**Exercise goal:** Offset every point coordinate in the answers by adding 97 to it, then write out everything in the material from the line containing "Task: point to every instance of the green grass" down to the line containing "[[193, 279], [221, 269]]", requests included, leaving all other text unchanged and giving nothing beyond those lines.

**Supplied data:**
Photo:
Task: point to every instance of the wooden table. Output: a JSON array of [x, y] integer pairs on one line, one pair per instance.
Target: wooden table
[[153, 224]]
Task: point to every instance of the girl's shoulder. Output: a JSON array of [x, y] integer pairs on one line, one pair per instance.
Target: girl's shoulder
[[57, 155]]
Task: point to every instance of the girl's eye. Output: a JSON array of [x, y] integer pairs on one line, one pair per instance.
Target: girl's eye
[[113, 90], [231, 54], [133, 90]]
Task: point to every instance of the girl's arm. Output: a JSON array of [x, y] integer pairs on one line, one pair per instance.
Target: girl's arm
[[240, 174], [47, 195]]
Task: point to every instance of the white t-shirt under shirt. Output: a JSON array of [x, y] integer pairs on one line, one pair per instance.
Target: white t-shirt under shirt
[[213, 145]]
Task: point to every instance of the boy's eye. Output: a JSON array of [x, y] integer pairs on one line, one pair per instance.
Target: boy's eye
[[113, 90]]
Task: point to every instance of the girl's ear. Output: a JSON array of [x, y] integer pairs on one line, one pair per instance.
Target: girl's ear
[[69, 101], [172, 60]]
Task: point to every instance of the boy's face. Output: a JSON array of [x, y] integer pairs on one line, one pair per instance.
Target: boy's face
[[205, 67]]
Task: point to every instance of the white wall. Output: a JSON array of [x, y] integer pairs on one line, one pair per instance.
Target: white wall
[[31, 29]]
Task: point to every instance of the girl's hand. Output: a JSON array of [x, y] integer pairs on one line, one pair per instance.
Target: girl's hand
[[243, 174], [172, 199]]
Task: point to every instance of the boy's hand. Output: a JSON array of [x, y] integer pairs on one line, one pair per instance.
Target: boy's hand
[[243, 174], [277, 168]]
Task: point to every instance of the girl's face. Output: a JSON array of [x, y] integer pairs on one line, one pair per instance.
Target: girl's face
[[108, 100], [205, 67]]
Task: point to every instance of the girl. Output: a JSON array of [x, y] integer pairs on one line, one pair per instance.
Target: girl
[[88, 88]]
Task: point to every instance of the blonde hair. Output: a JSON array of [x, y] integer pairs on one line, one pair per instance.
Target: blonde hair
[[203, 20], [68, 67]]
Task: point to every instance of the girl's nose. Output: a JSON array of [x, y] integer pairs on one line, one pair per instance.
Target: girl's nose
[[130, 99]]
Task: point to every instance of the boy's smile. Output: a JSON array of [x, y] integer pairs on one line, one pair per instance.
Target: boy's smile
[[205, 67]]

--

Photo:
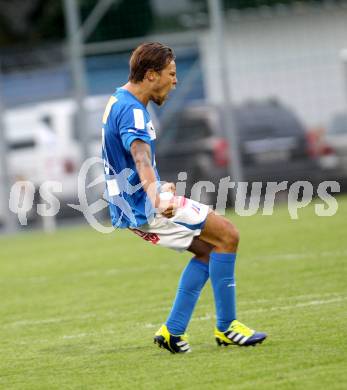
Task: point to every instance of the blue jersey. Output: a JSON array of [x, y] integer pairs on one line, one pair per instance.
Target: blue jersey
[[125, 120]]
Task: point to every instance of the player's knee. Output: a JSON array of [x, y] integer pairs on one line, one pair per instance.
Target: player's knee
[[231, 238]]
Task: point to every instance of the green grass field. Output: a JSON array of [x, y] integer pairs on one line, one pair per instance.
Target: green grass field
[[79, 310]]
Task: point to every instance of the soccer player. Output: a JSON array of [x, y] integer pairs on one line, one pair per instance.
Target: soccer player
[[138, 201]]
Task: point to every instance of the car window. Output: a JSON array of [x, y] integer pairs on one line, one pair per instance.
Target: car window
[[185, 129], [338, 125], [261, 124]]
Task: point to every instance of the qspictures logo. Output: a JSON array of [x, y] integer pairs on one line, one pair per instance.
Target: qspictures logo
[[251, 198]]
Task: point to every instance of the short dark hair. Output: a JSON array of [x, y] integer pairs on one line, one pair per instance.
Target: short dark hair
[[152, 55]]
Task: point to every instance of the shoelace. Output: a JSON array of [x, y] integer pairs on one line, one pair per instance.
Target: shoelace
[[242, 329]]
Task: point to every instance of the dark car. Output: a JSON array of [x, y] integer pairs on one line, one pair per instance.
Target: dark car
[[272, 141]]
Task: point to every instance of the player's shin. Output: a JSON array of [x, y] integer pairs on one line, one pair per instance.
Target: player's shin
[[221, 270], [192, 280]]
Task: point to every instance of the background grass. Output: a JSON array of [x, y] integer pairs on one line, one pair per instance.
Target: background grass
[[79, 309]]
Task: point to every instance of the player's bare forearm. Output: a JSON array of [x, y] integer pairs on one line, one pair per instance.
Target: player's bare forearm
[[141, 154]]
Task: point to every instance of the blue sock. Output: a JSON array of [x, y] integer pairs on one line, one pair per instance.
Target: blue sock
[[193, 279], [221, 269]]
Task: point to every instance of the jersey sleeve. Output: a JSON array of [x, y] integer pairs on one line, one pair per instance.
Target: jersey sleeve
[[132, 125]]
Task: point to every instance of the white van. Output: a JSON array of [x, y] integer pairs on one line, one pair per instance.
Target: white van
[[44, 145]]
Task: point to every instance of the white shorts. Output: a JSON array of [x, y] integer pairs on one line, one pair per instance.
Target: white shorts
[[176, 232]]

* * *

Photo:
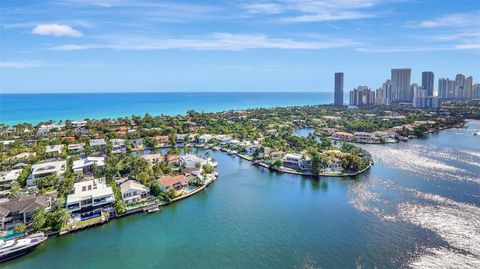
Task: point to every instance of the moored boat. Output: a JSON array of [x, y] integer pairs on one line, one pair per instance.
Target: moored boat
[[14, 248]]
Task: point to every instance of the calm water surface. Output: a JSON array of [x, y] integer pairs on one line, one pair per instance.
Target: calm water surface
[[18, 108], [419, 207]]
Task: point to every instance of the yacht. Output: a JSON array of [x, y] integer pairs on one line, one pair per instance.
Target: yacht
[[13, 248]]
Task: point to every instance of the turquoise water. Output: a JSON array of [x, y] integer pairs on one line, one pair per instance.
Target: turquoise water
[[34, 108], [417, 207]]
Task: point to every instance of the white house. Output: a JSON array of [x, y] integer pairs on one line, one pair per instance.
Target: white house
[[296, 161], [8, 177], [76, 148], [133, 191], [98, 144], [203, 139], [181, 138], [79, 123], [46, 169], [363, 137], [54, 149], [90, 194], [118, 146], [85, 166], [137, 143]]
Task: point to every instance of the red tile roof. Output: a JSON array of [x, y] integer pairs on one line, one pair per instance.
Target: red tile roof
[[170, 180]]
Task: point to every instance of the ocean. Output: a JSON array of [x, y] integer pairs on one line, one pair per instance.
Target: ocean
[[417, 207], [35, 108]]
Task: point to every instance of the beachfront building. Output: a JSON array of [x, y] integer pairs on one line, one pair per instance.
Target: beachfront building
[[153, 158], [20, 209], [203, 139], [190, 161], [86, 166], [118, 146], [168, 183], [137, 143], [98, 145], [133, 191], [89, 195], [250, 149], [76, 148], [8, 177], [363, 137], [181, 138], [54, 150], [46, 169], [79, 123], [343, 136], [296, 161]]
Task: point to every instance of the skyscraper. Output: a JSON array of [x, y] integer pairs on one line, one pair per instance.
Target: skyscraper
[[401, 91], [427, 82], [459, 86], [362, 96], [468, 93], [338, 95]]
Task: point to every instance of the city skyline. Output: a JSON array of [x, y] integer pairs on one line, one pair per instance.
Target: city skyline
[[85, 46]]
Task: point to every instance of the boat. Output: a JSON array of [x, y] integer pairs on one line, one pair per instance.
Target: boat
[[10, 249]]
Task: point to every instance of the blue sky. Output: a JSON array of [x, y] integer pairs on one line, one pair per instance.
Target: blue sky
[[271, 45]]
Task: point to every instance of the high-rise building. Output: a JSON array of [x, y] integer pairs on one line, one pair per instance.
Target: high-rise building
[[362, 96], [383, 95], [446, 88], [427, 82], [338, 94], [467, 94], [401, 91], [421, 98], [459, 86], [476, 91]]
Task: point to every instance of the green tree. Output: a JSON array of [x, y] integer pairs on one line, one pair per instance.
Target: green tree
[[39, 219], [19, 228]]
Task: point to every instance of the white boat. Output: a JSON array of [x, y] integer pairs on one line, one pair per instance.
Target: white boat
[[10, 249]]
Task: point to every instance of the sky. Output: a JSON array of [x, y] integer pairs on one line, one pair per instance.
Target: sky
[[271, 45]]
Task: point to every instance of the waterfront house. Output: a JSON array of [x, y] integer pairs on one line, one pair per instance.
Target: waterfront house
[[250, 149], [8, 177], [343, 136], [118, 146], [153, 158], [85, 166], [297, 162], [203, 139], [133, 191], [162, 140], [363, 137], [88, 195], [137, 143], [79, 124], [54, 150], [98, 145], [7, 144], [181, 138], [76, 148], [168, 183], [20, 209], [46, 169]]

**Response to this task:**
Task: point to every instance of the green grass field. Output: a JSON array of [x, y] integer pairs on one line, one pair per instance.
Target: green grass field
[[176, 407]]
Task: point to every instance of the soccer player. Output: a JSON array of [x, y] integer pairs on one line, one pair per instance.
Target: soccer player
[[235, 298]]
Task: point to every instance of the car window. Output: a JSON array of [x, y] integer pairs on one line, one pair per instance.
Target: car window
[[282, 226], [435, 222], [358, 221]]
Task: point to every instance of the qspictures logo. Output: a JSON array of [x, y] integer pairs on one line, one pair per instance.
Target: qspictures logo
[[348, 295]]
Task: point to every instance of the short dark hair. Output: a JSON array of [x, y] integer pairs on one line, one pair per instance.
Target: short dark hair
[[249, 152]]
Task: point to every instance of the shoelace. Output: a JSON array of [x, y] integer pairs on one line, one pair per instance.
Target: shoelace
[[339, 426]]
Task: point to every instance of the dark car. Output: a JSON array of [x, y] integer pairs on one line, one pair per instance.
Target: dark car
[[369, 238]]
Task: point to every instance of the player's shin. Output: a JSON array of [x, y] integer pairs on one line, one pair per instance.
Target: player's shin
[[318, 367], [289, 377]]
Task: point to every instance of the background grass. Output: a JSON array of [x, y] integer pairs on one line, one pair per instance.
Target: background grass
[[176, 406]]
Task: point to every instance of the player's bare forearm. Output: a JSON array of [x, y] integer pairs on one line, one pair per instance.
Target: player's bare forearm
[[238, 251]]
Task: point to every instance of the blue sock. Output: a JSON array of [x, y] integer pairs on one line, one pair per instance.
Target: blue sock
[[290, 376], [318, 366]]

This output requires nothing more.